**Text provided**

This year will mark the 30th anniversary of my discovery of Paganism, witchcraft, and magic. I’ve been a Pagan for almost as long as I was a not-Pagan. Finding and following this path was critically important to my spiritual growth and depth, and to my happiness. It has been and continues to be a very good thing for me, and I want to share what I’ve found with others who need and want it.
But it’s not for everyone.
Some people are quite happy as Christians or Buddhists or atheists (yes, there are non-theistic Pagans – here I refer to those who are explicitly non-religious). Some have such a strong cultural connection to the religion of their childhood that they can’t imagine becoming something else.
But even for those who are actively seeking a new spiritual path, Paganism isn’t for everyone.
Before I go on, I need to clarify that I’m speaking of Paganism as I practice it. Paganism is a very Big Tent that defies easy definition and classification. My Paganism is animistic, polytheist, and magical. If your Paganism is naturalistic or pantheistic, that’s fine – and perfectly valid. This is what I do.
And it’s not for everyone.
It’s not for those who must have certainty
Science deals with what can be observed, measured, and repeated. Religion deals with what is felt and experienced, with identity and belonging, and with questions that defy measurement. I do not argue for non-overlapping magisteria – I simply point out that religion is inherently uncertain.
That doesn’t stop some religions for claiming they know absolute truth – they are right and everyone else is wrong. When you tell someone that the penalty for following the wrong religion is eternal torment, it creates a desire for certainty. That such certainty is impossible is irrelevant. People want it, and some religious leaders are all too happy to provide it, despite the fact that their claims of certainty are lies.
Paganism accepts that religious certainty is not possible. Instead of trusting in false claims, we follow the path we find most likely. We act as though our beliefs are true, but we hold those beliefs loosely. If experience or reason indicates that something else is more likely, we change our beliefs – because it’s better to be right going forward than to pretend you were right all along.

**Dataset extract**
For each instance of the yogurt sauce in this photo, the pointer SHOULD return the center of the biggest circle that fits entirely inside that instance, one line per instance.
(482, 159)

**Things to do**
1) Please reproduce the Paganism text from "It’s not for those" up to and including "certainty are lies.".
2) In the Paganism text, which three words does the writer use to describe their own Paganism?
3) Write the next part of the text about Paganism, picking up after its last paragraph.

**Expected results**
1)
It’s not for those who must have certainty
Science deals with what can be observed, measured, and repeated. Religion deals with what is felt and experienced, with identity and belonging, and with questions that defy measurement. I do not argue for non-overlapping magisteria – I simply point out that religion is inherently uncertain.
That doesn’t stop some religions for claiming they know absolute truth – they are right and everyone else is wrong. When you tell someone that the penalty for following the wrong religion is eternal torment, it creates a desire for certainty. That such certainty is impossible is irrelevant. People want it, and some religious leaders are all too happy to provide it, despite the fact that their claims of certainty are lies.

2) Animistic, polytheist, and magical.

3)
If you must have certainty, Paganism isn’t for you.
It’s not for those who need the support of the masses
Even those who don’t need certainty often prefer the convenience of being part of the majority. Some of this is just logistics – it’s nice to have a choice of churches within a short drive of your home. There are stations on radio and TV, both Catholic and Protestant. Many Christian holy days are also public holidays. And we’re not even going to go into the Christian assumptions in American politics.
Being part of the majority (or a subgroup of the majority) is comfortable. It’s reassuring. And there’s nothing inherently wrong with that.
While I knew that Paganism was never going to be the majority religion, I genuinely thought it would grow to statistical significance. The decline of Christianity is accelerating, but most of those who are leaving are becoming unaffiliated, not Pagan.
Paganism – in all its forms, much less in this particular variation – is a very small religion, and it will remain small for the foreseeable future. If you need to be part of something huge, it’s not for you.
But if you want to be part of something bigger than yourself, there are a million and one Gods and all of Nature, waiting.
It’s not for those who insist on being the center of the universe
We humans are amazing creatures, and we’ve come to dominate the Earth. That leads some religions to argue that the Earth – and perhaps even the entire universe – was made for us.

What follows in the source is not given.